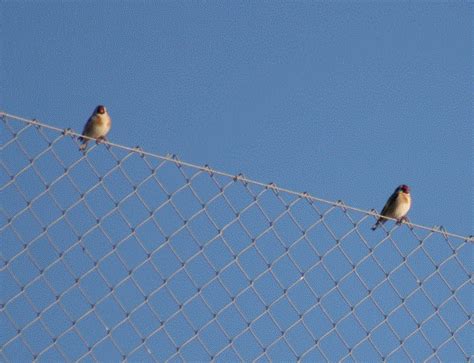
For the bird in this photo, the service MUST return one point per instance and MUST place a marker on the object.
(97, 126)
(397, 206)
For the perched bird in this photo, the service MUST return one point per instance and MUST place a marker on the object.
(96, 127)
(397, 206)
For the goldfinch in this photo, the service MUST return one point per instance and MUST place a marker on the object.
(397, 206)
(97, 126)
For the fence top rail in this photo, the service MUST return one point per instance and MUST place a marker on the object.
(240, 177)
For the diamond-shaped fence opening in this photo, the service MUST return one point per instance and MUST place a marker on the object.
(121, 254)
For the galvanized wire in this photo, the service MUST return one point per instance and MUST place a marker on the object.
(123, 254)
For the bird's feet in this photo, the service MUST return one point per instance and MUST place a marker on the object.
(100, 139)
(403, 219)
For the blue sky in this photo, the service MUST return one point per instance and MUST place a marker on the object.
(340, 99)
(343, 100)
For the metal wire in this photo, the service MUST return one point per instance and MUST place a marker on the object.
(124, 254)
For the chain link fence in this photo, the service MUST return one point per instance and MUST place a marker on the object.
(120, 254)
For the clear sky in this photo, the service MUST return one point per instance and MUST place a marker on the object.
(343, 100)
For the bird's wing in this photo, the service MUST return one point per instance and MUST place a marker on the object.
(388, 207)
(88, 126)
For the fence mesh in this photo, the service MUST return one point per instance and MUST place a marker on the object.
(121, 254)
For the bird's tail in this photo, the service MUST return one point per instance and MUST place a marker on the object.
(378, 223)
(84, 143)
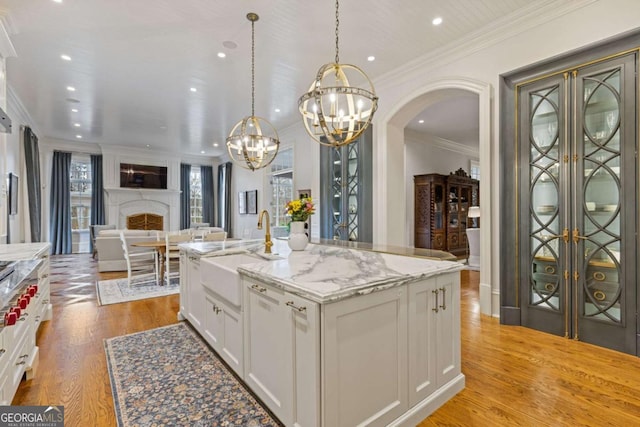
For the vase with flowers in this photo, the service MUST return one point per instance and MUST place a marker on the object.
(299, 211)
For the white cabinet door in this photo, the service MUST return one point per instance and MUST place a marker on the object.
(422, 351)
(303, 320)
(364, 352)
(267, 348)
(184, 286)
(223, 331)
(448, 328)
(434, 335)
(197, 301)
(214, 323)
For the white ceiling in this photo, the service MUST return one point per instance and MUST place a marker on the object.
(133, 62)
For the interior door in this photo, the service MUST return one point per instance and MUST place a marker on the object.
(579, 262)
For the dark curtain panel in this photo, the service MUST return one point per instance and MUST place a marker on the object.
(60, 218)
(185, 196)
(224, 198)
(97, 194)
(206, 175)
(32, 160)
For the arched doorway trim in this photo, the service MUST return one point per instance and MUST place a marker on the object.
(389, 181)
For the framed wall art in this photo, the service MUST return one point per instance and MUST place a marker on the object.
(242, 202)
(252, 202)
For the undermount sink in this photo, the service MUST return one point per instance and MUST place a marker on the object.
(220, 275)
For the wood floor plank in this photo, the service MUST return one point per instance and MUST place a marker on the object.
(514, 376)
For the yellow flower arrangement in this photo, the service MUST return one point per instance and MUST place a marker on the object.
(300, 209)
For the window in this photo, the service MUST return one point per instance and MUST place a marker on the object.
(80, 176)
(281, 182)
(195, 202)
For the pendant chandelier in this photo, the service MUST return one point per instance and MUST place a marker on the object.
(253, 142)
(334, 112)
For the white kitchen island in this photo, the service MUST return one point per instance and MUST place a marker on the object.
(333, 336)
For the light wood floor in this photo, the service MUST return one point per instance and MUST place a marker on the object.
(514, 376)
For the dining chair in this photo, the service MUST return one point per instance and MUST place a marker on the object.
(172, 254)
(141, 262)
(215, 236)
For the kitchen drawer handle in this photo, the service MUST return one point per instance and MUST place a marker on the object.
(292, 305)
(259, 288)
(436, 294)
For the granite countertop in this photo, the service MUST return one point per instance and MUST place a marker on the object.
(18, 251)
(24, 273)
(326, 274)
(220, 248)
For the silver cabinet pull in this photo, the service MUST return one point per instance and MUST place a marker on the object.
(259, 288)
(444, 298)
(292, 305)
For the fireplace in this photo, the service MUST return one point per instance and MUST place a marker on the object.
(164, 205)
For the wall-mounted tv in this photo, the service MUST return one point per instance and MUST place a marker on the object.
(142, 176)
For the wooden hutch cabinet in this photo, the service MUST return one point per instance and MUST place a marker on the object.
(441, 206)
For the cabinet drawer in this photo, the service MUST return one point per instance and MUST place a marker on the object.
(603, 292)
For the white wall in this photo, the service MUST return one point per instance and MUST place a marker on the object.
(306, 175)
(428, 154)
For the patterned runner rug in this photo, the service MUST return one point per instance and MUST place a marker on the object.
(117, 290)
(170, 377)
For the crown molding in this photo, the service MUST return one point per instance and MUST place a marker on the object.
(509, 26)
(441, 143)
(6, 26)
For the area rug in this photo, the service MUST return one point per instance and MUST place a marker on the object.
(169, 377)
(117, 290)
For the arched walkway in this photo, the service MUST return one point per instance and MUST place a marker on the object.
(390, 219)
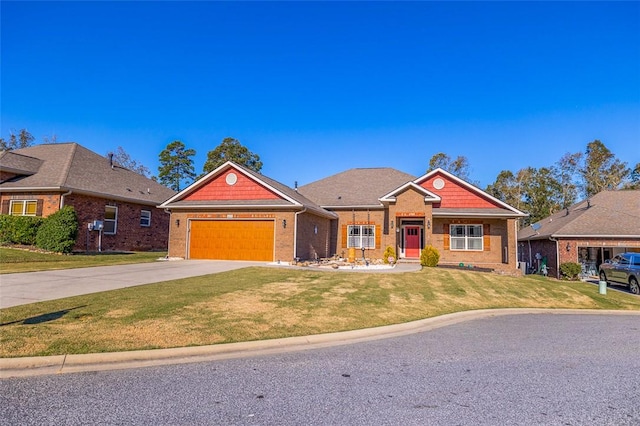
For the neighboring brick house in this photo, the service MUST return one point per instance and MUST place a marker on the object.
(41, 179)
(235, 213)
(588, 232)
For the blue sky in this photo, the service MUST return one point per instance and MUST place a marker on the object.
(317, 88)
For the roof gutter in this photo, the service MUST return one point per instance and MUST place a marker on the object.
(295, 232)
(82, 192)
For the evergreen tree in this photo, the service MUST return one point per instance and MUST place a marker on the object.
(176, 165)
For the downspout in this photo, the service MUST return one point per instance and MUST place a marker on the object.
(62, 198)
(557, 257)
(295, 232)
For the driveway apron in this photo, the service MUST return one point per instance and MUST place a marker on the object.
(31, 287)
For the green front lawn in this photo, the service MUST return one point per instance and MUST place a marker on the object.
(17, 260)
(265, 303)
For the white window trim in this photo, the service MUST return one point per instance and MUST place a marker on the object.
(466, 238)
(115, 221)
(144, 218)
(361, 240)
(24, 207)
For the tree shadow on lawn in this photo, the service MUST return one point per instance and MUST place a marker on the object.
(39, 319)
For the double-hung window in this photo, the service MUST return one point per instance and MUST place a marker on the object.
(361, 236)
(466, 237)
(110, 219)
(23, 207)
(145, 218)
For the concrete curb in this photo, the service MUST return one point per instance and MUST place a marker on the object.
(63, 364)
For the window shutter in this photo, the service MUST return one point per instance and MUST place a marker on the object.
(445, 231)
(486, 236)
(344, 236)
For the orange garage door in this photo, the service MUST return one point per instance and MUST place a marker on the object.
(231, 239)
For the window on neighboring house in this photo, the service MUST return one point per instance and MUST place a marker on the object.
(145, 218)
(110, 219)
(466, 237)
(361, 236)
(23, 207)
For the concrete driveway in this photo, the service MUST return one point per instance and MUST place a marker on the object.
(31, 287)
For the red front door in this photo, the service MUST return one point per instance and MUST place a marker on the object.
(412, 241)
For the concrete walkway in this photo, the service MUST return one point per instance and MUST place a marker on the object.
(31, 287)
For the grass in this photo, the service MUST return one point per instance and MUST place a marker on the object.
(15, 260)
(266, 303)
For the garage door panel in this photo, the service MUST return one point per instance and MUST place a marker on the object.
(232, 240)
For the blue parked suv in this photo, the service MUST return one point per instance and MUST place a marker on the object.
(623, 268)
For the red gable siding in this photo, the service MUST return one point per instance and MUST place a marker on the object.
(455, 195)
(243, 189)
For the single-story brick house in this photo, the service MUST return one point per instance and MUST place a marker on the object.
(40, 180)
(589, 232)
(236, 213)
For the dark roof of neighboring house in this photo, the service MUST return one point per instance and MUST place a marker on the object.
(355, 187)
(19, 164)
(607, 214)
(72, 167)
(292, 197)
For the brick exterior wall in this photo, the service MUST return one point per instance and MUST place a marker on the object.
(311, 244)
(129, 236)
(501, 236)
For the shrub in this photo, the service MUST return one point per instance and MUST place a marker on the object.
(58, 232)
(19, 229)
(570, 270)
(429, 256)
(389, 252)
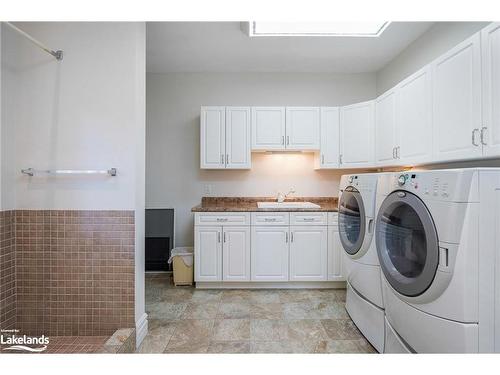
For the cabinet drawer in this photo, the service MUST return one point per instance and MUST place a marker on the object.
(222, 218)
(308, 218)
(270, 218)
(333, 218)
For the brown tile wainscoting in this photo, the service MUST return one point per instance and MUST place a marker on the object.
(73, 271)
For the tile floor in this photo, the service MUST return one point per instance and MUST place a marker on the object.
(187, 320)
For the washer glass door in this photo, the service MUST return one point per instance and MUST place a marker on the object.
(407, 243)
(352, 221)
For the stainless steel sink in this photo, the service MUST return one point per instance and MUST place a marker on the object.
(277, 205)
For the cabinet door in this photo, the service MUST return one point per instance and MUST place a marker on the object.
(208, 253)
(491, 89)
(385, 129)
(308, 253)
(414, 119)
(268, 128)
(456, 110)
(212, 137)
(329, 138)
(335, 264)
(302, 128)
(357, 135)
(238, 145)
(269, 255)
(236, 254)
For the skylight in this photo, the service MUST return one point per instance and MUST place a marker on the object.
(350, 29)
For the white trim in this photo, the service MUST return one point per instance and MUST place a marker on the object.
(141, 329)
(272, 285)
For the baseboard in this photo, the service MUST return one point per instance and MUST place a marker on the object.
(141, 329)
(273, 285)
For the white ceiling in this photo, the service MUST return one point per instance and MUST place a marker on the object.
(224, 47)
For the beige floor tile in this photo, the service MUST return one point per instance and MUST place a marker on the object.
(294, 295)
(341, 329)
(234, 310)
(278, 347)
(191, 335)
(264, 330)
(153, 344)
(302, 330)
(235, 296)
(264, 296)
(206, 295)
(165, 310)
(229, 347)
(341, 346)
(201, 310)
(231, 330)
(266, 311)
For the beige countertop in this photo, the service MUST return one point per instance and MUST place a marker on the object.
(249, 204)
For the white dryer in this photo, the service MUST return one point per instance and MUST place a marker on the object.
(436, 238)
(356, 218)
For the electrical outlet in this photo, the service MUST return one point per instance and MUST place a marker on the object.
(207, 189)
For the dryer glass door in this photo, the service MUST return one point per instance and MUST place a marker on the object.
(352, 221)
(407, 243)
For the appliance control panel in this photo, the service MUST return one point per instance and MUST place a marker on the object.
(437, 185)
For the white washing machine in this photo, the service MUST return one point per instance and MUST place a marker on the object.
(364, 302)
(437, 238)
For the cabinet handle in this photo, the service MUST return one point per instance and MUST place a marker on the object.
(474, 137)
(483, 142)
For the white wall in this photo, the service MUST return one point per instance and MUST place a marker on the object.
(173, 175)
(85, 112)
(438, 39)
(80, 113)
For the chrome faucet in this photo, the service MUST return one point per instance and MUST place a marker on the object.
(281, 197)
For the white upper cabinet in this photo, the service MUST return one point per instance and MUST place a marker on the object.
(490, 131)
(268, 128)
(302, 128)
(357, 135)
(385, 128)
(225, 137)
(213, 137)
(238, 132)
(457, 102)
(414, 136)
(328, 156)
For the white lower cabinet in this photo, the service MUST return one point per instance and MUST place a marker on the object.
(335, 266)
(269, 254)
(308, 253)
(236, 254)
(267, 247)
(208, 253)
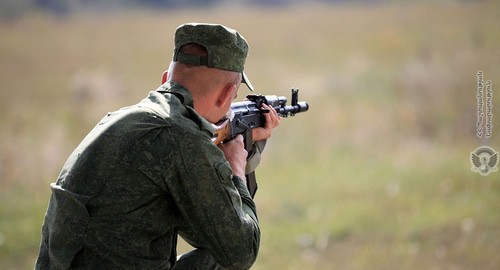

■ **Aim of the task**: Please return each line of the records above that contains the word "glass", copied in full.

■ **Task answer**:
For the washer glass door in this photo, the service MUST return one point per instance and MUST place a marker on the object.
For the dryer glass door in this photo, the service MUST return one point per instance and MUST place a marker on the object.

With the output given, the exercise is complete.